**THE PROBLEM**
Retype exactly the span of lines below from the one with "of the decorative" through the one with "of the dirt". Do not include pictures.

####################

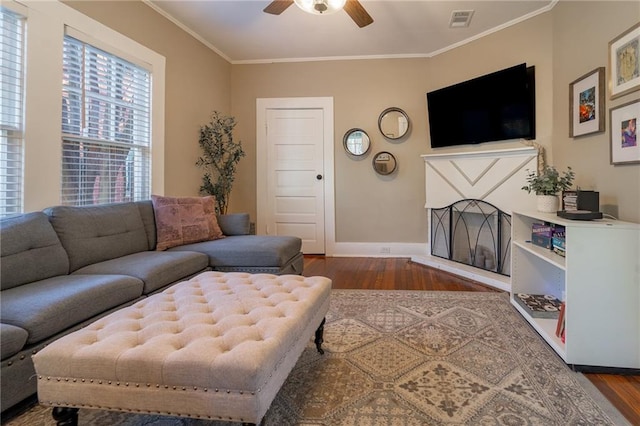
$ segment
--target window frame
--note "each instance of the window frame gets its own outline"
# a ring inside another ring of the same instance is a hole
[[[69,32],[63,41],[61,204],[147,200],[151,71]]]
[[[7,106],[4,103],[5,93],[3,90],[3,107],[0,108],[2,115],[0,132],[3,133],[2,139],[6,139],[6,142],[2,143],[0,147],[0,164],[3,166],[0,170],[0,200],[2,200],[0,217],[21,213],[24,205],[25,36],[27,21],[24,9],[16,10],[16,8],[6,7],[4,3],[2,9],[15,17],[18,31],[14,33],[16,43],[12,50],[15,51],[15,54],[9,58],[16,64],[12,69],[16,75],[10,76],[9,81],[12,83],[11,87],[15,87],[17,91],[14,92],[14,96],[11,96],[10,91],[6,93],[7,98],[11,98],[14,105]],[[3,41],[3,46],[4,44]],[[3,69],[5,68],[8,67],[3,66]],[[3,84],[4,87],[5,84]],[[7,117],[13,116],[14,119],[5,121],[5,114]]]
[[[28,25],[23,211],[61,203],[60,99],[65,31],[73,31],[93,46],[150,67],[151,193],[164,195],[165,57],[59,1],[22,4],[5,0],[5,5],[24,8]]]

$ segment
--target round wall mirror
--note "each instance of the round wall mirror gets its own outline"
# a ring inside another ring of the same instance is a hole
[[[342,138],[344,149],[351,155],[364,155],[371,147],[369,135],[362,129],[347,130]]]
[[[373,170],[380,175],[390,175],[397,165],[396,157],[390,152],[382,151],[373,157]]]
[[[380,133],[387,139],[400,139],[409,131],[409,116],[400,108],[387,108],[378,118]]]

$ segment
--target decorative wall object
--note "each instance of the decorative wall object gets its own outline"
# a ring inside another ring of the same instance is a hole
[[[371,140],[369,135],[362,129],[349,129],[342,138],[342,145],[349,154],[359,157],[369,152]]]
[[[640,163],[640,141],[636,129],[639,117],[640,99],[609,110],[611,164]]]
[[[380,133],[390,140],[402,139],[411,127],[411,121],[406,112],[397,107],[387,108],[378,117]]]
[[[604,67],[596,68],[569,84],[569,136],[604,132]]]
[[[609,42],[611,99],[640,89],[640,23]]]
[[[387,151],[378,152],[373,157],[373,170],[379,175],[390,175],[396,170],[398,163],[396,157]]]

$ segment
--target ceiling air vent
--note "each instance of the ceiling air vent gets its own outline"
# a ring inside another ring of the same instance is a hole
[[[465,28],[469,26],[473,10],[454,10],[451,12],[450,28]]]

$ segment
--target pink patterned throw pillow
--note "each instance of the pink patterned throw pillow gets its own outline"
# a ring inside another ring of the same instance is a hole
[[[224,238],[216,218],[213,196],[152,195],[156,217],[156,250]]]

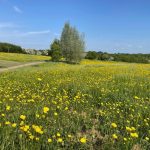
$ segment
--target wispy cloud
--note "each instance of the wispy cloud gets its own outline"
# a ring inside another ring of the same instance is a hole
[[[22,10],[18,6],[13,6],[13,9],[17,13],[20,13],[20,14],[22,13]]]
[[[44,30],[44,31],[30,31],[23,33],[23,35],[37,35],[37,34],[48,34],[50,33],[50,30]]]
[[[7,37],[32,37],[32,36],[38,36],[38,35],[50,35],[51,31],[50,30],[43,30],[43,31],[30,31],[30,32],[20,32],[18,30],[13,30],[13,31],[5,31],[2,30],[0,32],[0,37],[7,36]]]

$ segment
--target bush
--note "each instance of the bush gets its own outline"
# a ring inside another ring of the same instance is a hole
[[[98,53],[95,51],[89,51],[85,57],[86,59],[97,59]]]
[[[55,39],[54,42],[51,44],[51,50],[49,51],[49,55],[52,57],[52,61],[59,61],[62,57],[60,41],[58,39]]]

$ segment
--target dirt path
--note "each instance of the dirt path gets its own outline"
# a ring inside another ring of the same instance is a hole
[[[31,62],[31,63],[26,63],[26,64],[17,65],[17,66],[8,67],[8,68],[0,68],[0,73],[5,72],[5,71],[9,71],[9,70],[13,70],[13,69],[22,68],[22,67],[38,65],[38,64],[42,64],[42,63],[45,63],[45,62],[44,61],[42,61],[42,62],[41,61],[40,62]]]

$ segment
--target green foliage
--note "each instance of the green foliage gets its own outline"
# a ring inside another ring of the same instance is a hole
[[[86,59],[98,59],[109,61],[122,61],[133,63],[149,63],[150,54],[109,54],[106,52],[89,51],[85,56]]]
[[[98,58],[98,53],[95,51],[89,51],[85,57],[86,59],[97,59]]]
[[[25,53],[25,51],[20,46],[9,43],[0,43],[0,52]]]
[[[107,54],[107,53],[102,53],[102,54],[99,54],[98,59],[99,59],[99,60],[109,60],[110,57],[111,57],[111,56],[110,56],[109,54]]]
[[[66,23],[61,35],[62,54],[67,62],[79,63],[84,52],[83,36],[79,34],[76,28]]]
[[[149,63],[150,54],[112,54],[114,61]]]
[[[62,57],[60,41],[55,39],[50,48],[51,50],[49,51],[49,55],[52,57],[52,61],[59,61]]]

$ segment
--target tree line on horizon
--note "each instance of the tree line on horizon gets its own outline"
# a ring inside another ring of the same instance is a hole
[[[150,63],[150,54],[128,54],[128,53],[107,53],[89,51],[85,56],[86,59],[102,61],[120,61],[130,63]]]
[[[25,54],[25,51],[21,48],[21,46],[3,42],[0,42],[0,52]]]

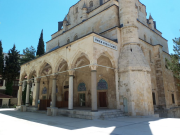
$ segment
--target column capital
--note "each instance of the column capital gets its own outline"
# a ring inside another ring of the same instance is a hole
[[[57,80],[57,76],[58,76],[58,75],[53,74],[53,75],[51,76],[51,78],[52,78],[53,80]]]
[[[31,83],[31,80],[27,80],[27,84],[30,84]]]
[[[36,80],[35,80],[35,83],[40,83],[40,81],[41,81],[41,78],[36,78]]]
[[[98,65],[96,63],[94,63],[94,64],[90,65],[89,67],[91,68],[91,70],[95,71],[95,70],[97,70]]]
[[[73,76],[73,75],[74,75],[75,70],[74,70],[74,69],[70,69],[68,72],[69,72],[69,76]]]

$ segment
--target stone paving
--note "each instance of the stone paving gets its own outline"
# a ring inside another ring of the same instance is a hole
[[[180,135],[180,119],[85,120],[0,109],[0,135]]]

####################

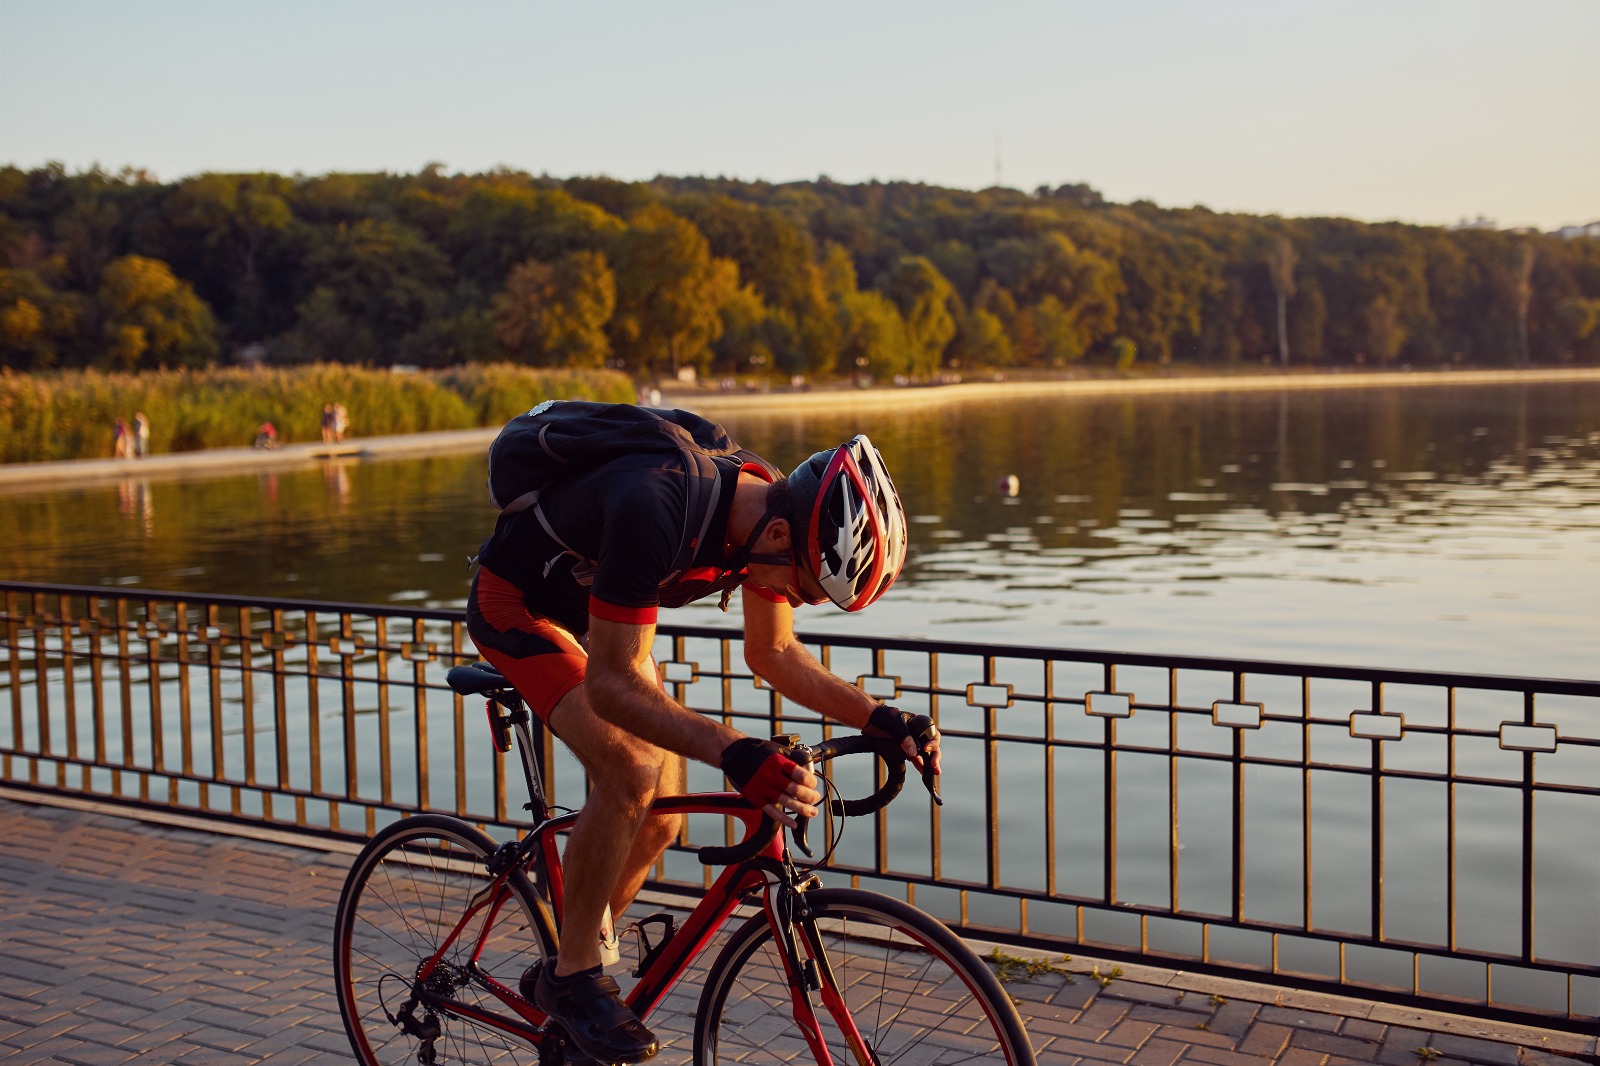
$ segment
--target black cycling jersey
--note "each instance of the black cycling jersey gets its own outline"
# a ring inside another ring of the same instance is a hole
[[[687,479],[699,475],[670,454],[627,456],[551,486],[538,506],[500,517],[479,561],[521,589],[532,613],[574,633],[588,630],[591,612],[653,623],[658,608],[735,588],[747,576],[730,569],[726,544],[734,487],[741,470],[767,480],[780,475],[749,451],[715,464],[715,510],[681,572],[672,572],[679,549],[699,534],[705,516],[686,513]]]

####################

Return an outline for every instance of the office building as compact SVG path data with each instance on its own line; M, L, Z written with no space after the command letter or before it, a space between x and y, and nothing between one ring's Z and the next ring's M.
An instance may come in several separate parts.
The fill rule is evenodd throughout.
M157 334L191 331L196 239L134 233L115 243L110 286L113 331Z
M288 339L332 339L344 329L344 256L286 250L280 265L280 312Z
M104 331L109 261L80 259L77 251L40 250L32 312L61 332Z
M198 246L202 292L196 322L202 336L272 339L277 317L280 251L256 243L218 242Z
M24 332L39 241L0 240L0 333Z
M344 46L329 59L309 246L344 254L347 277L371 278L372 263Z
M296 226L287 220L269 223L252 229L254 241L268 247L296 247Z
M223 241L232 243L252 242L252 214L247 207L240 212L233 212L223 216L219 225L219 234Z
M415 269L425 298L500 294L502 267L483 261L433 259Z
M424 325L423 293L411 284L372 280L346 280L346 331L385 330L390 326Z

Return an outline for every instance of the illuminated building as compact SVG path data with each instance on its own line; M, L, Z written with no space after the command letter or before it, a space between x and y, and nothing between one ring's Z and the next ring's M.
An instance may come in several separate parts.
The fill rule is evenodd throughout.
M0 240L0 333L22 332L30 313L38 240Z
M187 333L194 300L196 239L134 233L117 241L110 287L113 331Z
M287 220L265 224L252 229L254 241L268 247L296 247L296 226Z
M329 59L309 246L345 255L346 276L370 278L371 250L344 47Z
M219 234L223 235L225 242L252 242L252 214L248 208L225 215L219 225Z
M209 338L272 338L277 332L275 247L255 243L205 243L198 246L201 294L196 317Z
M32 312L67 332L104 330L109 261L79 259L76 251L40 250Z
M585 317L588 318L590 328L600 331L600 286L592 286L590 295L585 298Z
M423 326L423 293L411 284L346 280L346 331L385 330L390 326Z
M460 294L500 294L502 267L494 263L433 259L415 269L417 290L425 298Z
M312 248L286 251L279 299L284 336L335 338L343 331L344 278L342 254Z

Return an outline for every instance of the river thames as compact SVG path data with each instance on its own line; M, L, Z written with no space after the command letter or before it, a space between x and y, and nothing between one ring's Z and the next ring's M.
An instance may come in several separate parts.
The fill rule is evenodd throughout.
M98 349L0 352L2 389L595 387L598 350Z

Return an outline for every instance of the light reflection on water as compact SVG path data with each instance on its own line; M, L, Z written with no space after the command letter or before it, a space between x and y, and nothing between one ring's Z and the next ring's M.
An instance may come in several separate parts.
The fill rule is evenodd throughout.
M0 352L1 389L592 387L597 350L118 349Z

####################

**YOUR RESPONSE**
--note "each instance of the decorative wall object gets its own outline"
# a ring inside another ring of the same instance is a hole
[[[371,140],[369,135],[362,129],[349,129],[342,138],[342,145],[349,154],[359,157],[369,152]]]
[[[640,163],[640,141],[636,129],[639,117],[640,99],[609,110],[611,164]]]
[[[380,133],[390,140],[402,139],[411,127],[411,121],[406,112],[397,107],[387,108],[378,117]]]
[[[604,67],[596,68],[569,84],[569,136],[604,132]]]
[[[609,42],[611,99],[640,89],[640,23]]]
[[[387,151],[378,152],[373,157],[373,170],[379,175],[390,175],[396,170],[398,163],[396,157]]]

$ segment
--target ceiling air vent
--note "each instance of the ceiling air vent gets its own outline"
# a ring inside another ring of the same instance is a hole
[[[465,28],[469,26],[473,10],[454,10],[451,12],[450,28]]]

$ segment
--target pink patterned throw pillow
--note "each instance of the pink patterned throw pillow gets its own outline"
# a ring inside another ring of the same instance is a hole
[[[224,238],[216,218],[213,196],[152,195],[156,217],[156,250]]]

$ segment
--target wispy cloud
--note "each instance of the wispy cloud gets its own outline"
# a ring inside another ring of the same instance is a hole
[[[22,10],[18,6],[13,6],[13,9],[17,13],[20,13],[20,14],[22,13]]]
[[[44,30],[44,31],[30,31],[23,33],[23,35],[37,35],[37,34],[48,34],[50,33],[50,30]]]
[[[7,37],[32,37],[32,36],[38,36],[38,35],[50,35],[51,31],[50,30],[43,30],[43,31],[30,31],[30,32],[20,32],[18,30],[13,30],[13,31],[5,31],[2,30],[0,32],[0,37],[7,36]]]

$ segment
--target bush
--note "each instance of the bush gets its own outline"
# a ring inside another ring of the same instance is a hole
[[[98,53],[95,51],[89,51],[85,57],[86,59],[97,59]]]
[[[55,39],[54,42],[51,44],[51,50],[49,51],[49,55],[52,57],[52,61],[59,61],[62,57],[60,41],[58,39]]]

$ segment
--target dirt path
--note "each instance of the dirt path gets its own outline"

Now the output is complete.